#### [AIM OF THE EXERCISE]
From the fashion commentary below, list every item worn on or marked on the body of the "cool dudes" and of the older men.
---- SOURCE TEXT
And then there are the 'cool dudes', with their cumbersome ape-like, swinging, bandy-legged walk, with a baseball cap either sideways or backwards on their head, a ridiculous cheap large, fake diamond ear-stud in each ear, and trouser crotch at, or below, their knees. Listening, and making us listen, because they are too ignorant to use earphones, to what sounds like building site noise backing someone shouting unintelligible vocalised garbage from their mobile phones.

And all of these people were the first to complain that they had to wear a school uniform, yet they look and act more identical than ever!

Then there's a hard core of men at an age when they seem to have forgotten they were teenagers over 50 years ago, but they insist on having ignorant football club tattoos and a, or several, gold curtain ring/s in one ear, appearing, to all intents and purposes, like complete numbskulls. Unless the earrings are to tether them to the kitchen sink for some washing up duties at home.

I think it has a lot to do with the fact that the chasm between fashion and style has widened to such an extent.
--------
---- GIVEN INFORMATION
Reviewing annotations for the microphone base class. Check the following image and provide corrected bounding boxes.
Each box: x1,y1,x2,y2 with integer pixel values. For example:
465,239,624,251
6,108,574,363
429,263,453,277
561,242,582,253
--------
#### [ANSWER TO THE EXERCISE]
- A baseball cap, worn sideways or backwards
- A large, cheap, fake diamond ear-stud in each ear
- Trousers with the crotch at or below the knees
- Football club tattoos
- One or several gold curtain rings in one ear